◆ WHAT THE EXERCISE ASKS
Look over the entries that follow and work out how many lines contain "below". State the number only.

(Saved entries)
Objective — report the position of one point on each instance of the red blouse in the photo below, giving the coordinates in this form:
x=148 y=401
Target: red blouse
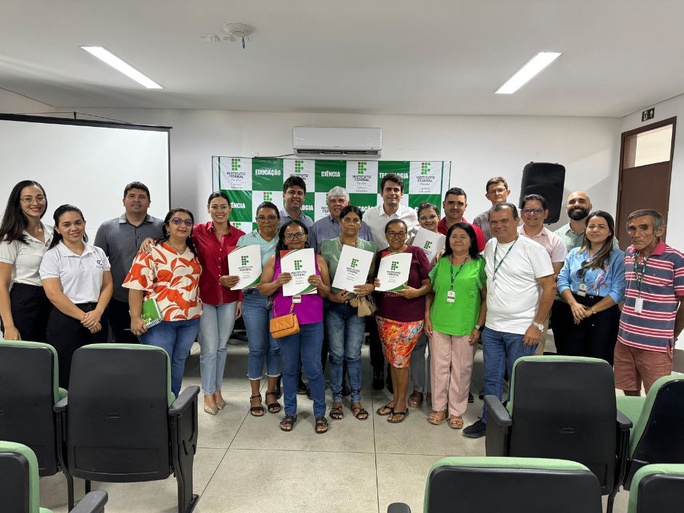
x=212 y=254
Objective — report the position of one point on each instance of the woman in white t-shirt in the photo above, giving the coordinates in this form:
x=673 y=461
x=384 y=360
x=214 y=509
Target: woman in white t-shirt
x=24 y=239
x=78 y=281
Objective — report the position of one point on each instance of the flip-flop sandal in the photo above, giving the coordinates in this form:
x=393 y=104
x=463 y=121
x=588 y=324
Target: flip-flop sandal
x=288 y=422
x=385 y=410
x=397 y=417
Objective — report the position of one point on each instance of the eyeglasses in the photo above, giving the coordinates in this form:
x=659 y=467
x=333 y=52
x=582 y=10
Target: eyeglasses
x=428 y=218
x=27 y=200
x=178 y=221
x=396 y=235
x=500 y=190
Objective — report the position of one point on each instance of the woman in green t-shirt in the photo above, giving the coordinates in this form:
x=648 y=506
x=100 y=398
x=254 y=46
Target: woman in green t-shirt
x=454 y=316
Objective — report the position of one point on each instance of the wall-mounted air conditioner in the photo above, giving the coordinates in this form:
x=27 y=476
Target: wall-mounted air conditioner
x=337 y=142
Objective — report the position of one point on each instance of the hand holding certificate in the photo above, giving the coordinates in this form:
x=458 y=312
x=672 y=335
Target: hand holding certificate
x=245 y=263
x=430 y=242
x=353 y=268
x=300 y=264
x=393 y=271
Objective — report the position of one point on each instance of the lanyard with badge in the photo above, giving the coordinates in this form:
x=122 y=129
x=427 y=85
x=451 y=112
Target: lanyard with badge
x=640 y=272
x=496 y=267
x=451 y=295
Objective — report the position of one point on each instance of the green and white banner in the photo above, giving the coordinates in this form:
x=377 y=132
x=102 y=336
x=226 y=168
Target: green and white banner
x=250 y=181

...

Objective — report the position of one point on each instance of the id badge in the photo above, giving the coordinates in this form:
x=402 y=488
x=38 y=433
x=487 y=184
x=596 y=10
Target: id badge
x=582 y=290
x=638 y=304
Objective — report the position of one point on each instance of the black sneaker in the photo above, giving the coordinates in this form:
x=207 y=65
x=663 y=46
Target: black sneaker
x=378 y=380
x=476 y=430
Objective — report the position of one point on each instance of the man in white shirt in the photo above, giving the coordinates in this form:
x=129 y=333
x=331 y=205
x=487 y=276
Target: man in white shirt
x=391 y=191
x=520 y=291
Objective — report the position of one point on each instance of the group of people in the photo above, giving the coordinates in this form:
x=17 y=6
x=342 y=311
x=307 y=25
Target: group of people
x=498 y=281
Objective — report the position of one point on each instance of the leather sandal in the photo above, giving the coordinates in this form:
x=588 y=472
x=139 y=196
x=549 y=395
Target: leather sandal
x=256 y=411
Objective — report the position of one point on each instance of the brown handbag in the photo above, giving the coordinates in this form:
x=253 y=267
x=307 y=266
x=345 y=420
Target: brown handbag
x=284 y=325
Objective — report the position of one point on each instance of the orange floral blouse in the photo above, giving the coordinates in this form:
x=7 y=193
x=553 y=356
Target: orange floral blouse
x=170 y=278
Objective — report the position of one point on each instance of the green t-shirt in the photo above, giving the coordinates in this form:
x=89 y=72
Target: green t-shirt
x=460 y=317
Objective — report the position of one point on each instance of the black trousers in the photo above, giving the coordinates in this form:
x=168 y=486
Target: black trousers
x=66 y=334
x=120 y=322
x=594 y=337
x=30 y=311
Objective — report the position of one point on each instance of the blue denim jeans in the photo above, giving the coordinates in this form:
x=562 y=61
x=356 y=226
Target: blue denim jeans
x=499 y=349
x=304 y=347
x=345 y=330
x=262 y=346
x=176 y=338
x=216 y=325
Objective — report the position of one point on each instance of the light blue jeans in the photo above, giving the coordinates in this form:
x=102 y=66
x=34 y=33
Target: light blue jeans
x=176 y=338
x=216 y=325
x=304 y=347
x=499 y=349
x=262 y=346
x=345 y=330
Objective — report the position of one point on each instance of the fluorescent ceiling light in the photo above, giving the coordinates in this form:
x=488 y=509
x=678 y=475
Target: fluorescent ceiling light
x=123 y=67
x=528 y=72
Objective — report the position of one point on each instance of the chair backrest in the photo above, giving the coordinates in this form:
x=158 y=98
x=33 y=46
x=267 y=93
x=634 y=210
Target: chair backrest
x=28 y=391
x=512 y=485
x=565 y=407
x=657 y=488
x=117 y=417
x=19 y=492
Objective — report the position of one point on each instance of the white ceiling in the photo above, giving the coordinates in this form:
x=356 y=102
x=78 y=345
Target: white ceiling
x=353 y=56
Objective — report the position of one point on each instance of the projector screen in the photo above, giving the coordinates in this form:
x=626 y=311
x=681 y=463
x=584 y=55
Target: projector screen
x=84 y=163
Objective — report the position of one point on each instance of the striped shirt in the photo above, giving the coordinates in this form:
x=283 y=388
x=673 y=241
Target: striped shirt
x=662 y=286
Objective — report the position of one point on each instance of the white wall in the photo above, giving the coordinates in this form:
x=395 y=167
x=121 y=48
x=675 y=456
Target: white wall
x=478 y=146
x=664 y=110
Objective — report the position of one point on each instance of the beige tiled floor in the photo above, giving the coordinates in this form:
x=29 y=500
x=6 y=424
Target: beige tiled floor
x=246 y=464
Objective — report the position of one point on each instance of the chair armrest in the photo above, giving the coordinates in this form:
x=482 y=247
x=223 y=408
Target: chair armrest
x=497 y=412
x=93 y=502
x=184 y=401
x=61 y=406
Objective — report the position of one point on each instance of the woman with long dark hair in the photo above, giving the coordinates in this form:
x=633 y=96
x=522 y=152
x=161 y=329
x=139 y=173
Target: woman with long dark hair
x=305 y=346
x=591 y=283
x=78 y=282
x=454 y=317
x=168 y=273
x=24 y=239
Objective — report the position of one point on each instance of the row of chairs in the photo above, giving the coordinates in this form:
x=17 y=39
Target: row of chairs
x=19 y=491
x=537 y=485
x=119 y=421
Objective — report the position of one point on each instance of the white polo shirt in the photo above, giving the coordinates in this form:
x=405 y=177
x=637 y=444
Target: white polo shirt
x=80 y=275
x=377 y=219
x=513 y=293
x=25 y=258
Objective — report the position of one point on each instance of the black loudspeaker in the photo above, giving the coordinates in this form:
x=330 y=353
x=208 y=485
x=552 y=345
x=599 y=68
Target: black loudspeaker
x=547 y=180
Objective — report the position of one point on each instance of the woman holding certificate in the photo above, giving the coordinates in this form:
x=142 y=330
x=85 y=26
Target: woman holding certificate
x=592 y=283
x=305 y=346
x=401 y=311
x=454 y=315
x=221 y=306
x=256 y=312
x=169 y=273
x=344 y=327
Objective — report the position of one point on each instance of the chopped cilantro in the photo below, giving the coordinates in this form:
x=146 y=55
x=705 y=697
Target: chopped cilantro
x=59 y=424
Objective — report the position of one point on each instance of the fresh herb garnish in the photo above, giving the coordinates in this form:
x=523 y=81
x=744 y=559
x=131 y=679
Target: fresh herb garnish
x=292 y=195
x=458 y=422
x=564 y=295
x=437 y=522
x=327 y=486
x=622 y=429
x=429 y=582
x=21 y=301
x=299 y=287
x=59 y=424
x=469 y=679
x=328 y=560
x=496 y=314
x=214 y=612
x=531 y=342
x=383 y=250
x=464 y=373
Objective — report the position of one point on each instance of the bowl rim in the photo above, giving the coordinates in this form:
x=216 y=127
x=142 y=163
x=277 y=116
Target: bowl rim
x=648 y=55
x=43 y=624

◆ TASK OUTPUT
2